**Supplied data**
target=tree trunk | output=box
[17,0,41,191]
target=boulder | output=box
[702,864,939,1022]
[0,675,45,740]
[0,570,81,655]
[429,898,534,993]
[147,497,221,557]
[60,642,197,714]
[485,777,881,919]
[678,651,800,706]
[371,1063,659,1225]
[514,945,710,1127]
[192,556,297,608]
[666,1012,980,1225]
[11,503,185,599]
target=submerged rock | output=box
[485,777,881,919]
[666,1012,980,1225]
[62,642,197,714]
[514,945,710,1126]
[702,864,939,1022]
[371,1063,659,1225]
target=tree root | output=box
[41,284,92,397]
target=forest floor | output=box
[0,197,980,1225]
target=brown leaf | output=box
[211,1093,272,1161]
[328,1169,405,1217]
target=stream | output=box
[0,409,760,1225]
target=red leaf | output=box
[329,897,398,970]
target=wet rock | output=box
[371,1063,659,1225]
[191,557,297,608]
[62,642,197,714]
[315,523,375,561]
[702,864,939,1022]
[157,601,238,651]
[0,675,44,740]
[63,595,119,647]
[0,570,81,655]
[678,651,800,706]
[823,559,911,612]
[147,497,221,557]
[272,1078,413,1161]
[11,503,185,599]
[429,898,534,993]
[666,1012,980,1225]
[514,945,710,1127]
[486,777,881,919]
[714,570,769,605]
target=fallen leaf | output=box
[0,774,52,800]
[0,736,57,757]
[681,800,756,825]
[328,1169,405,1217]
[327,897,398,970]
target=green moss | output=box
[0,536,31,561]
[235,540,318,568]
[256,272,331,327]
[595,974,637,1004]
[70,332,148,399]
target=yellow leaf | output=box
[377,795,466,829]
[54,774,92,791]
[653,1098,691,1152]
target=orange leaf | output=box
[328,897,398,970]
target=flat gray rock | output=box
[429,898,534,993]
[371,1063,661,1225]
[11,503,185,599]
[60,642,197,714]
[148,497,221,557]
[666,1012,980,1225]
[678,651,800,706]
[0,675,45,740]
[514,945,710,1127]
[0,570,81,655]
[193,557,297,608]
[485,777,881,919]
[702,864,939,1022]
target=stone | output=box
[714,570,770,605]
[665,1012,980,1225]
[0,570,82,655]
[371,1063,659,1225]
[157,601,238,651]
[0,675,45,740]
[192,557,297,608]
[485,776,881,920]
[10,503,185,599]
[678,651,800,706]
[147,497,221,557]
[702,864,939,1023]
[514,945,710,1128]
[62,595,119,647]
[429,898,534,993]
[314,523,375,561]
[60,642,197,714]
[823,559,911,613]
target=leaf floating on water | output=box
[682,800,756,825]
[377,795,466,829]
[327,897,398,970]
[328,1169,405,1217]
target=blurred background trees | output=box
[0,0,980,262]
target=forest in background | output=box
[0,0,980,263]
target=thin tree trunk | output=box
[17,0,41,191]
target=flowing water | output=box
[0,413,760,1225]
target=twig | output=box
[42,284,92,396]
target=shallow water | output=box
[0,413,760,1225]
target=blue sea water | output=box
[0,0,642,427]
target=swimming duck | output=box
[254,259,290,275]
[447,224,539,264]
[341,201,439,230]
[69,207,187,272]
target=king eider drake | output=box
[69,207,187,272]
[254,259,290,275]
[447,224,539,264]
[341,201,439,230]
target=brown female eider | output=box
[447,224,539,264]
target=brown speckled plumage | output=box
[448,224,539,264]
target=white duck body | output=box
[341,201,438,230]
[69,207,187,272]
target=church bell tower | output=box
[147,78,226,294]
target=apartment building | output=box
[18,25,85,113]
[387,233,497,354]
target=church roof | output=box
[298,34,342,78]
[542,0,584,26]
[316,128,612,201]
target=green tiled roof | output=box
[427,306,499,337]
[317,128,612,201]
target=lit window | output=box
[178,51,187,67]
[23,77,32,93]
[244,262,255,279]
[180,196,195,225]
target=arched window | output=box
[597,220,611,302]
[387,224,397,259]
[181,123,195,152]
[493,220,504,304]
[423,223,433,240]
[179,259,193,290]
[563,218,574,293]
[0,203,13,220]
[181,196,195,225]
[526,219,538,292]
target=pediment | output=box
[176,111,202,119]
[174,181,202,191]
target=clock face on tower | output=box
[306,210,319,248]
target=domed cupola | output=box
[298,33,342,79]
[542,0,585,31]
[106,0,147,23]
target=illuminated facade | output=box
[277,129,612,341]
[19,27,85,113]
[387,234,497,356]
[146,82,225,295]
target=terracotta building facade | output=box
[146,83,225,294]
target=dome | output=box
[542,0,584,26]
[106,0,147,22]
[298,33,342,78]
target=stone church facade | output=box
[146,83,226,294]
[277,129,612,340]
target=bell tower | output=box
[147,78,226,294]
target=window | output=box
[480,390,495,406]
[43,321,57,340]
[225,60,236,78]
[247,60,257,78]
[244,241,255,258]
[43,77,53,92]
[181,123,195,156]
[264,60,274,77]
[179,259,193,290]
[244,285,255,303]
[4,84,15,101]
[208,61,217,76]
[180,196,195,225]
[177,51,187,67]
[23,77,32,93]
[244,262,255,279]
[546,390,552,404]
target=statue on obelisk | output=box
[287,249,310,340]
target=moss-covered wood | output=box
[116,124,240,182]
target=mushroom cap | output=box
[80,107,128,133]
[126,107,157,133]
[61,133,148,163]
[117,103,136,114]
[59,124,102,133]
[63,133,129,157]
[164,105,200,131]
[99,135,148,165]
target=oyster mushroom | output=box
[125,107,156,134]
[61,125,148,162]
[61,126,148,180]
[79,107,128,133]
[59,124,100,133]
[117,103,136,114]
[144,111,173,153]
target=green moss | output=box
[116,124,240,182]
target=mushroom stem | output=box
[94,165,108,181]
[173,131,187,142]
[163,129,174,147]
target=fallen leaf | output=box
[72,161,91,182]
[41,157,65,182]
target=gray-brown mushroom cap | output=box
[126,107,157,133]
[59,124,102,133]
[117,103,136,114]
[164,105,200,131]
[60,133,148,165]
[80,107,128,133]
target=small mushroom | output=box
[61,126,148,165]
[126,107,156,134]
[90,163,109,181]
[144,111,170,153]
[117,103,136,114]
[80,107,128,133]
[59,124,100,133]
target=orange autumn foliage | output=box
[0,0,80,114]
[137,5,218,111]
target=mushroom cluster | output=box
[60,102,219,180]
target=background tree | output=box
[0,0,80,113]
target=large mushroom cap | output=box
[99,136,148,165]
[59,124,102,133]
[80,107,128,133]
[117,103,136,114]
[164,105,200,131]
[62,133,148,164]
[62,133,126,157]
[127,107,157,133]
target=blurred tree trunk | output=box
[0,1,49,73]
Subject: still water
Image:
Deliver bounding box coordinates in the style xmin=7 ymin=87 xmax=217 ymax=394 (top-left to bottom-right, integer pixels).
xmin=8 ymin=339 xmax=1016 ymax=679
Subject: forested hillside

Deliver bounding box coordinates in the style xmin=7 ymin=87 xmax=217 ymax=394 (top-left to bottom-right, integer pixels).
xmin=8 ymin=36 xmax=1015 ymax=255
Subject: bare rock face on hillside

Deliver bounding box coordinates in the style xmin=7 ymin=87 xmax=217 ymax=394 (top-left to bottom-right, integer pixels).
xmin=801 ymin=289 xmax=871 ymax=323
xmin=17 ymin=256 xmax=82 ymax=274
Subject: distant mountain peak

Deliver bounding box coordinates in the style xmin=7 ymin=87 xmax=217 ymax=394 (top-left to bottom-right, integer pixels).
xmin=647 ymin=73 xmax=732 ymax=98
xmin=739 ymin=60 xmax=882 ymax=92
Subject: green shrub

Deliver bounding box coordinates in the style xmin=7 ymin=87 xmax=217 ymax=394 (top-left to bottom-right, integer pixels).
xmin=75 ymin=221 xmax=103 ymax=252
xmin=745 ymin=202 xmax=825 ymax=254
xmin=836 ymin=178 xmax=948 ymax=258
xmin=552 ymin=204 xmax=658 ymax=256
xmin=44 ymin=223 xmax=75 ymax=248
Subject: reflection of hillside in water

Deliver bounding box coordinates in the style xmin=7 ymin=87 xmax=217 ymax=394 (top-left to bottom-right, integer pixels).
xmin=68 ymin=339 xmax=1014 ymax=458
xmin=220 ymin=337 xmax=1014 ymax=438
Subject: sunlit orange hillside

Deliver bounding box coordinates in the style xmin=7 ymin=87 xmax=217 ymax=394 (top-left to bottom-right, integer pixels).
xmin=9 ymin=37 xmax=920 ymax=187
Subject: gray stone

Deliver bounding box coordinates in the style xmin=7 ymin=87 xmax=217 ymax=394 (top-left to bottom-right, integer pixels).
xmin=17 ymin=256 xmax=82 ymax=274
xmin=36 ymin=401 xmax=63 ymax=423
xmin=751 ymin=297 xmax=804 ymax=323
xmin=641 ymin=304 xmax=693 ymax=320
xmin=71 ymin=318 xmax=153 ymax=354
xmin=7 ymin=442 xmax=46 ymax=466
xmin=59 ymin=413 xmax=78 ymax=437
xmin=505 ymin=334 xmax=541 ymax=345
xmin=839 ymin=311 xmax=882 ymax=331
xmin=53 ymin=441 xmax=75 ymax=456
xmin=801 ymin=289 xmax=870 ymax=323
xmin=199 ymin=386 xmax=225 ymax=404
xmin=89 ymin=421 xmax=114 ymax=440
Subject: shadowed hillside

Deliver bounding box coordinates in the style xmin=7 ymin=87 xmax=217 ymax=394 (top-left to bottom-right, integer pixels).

**Instructions to follow**
Please collect every line above that contains the word "facade", with case counting.

**Exercise response**
target=illuminated facade | output=box
target=terracotta building facade | output=box
target=stone church facade | output=box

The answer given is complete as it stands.